**PROMPT**
Repeat the entries. Each one must match exactly.

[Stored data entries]

------------------------------------------------------------

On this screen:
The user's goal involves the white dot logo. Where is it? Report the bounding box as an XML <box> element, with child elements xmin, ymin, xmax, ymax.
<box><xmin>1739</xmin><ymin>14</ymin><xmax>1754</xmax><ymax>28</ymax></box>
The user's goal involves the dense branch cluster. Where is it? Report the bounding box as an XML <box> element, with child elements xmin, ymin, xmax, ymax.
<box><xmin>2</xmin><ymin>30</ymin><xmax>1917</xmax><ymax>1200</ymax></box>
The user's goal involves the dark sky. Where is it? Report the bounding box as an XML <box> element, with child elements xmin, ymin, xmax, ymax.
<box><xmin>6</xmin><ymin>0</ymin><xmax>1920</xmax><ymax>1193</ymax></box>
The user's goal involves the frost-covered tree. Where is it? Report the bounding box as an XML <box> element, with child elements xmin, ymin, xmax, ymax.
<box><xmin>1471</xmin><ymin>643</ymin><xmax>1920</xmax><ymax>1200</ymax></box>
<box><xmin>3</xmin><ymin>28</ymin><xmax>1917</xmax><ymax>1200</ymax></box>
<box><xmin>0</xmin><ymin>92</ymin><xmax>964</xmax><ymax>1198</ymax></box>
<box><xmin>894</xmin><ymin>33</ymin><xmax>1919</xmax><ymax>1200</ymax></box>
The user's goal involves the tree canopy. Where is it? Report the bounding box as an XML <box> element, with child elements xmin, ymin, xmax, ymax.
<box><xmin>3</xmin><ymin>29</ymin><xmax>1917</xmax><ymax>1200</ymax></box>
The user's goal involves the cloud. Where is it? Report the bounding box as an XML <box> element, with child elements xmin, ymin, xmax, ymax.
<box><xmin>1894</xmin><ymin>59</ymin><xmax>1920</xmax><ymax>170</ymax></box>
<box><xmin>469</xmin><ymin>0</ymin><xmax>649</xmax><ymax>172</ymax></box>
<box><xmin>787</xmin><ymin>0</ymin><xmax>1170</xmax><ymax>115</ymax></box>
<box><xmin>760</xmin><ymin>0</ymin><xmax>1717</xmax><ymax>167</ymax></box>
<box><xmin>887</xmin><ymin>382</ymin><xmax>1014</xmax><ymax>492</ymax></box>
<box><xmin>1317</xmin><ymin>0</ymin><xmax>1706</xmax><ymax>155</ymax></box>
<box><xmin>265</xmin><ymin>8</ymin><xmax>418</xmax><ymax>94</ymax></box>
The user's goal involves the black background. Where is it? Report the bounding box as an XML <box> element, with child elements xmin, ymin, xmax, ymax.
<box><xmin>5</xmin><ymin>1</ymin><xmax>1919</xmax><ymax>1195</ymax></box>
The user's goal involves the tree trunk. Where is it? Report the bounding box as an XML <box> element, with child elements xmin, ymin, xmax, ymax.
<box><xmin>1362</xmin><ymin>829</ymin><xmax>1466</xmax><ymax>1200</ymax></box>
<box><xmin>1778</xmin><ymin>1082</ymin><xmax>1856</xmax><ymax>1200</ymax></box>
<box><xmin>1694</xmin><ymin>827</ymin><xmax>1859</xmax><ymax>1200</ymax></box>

------------------------------------------------------------

**ANSWER SECTION**
On this screen:
The user's goal involves the white dot logo. Where is it? Report the bounding box as an XML <box> element, with child elements xmin, ymin, xmax, ymax.
<box><xmin>1739</xmin><ymin>14</ymin><xmax>1754</xmax><ymax>28</ymax></box>
The user's goal involves the dense branch cluster. Where is it? Report the bounding box as an XML <box> element, with child elements xmin, ymin, xmax, ymax.
<box><xmin>2</xmin><ymin>30</ymin><xmax>1917</xmax><ymax>1200</ymax></box>
The user's goal involves the dark sky. Where is it? Report the bounding box as an XML <box> element, with child elements xmin, ymin, xmax, ymax.
<box><xmin>6</xmin><ymin>0</ymin><xmax>1920</xmax><ymax>1193</ymax></box>
The user's goal involves the frost-covered tree. Where is it? Report the bounding box as an XML <box> element, with child elements xmin, ymin, xmax, ymax.
<box><xmin>1471</xmin><ymin>643</ymin><xmax>1920</xmax><ymax>1200</ymax></box>
<box><xmin>3</xmin><ymin>28</ymin><xmax>1917</xmax><ymax>1200</ymax></box>
<box><xmin>0</xmin><ymin>92</ymin><xmax>964</xmax><ymax>1198</ymax></box>
<box><xmin>894</xmin><ymin>33</ymin><xmax>1919</xmax><ymax>1200</ymax></box>
The user's goal involves the tree canopy. Where is it? Report the bounding box as an XML <box> element, with child elements xmin, ymin, xmax, ymax.
<box><xmin>3</xmin><ymin>29</ymin><xmax>1917</xmax><ymax>1200</ymax></box>
The user's goal involves the cloud. Where is it? Report the bounding box as an XML <box> element, with child elements xmin, ymin, xmax, ymax.
<box><xmin>1894</xmin><ymin>59</ymin><xmax>1920</xmax><ymax>170</ymax></box>
<box><xmin>469</xmin><ymin>0</ymin><xmax>649</xmax><ymax>172</ymax></box>
<box><xmin>787</xmin><ymin>0</ymin><xmax>1170</xmax><ymax>115</ymax></box>
<box><xmin>760</xmin><ymin>0</ymin><xmax>1717</xmax><ymax>167</ymax></box>
<box><xmin>887</xmin><ymin>382</ymin><xmax>1014</xmax><ymax>492</ymax></box>
<box><xmin>1317</xmin><ymin>0</ymin><xmax>1706</xmax><ymax>155</ymax></box>
<box><xmin>265</xmin><ymin>8</ymin><xmax>418</xmax><ymax>94</ymax></box>
The user's goal involves the black background. Where is it? Report the bounding box as an XML <box> element, with child elements xmin, ymin, xmax, ymax.
<box><xmin>5</xmin><ymin>1</ymin><xmax>1919</xmax><ymax>1195</ymax></box>
The user's goal involves the tree trunk. Where is it? Report the bounding box as an XML <box> element, with child elements xmin, ymin, xmax, ymax.
<box><xmin>1362</xmin><ymin>829</ymin><xmax>1466</xmax><ymax>1200</ymax></box>
<box><xmin>1778</xmin><ymin>1082</ymin><xmax>1856</xmax><ymax>1200</ymax></box>
<box><xmin>1694</xmin><ymin>827</ymin><xmax>1859</xmax><ymax>1200</ymax></box>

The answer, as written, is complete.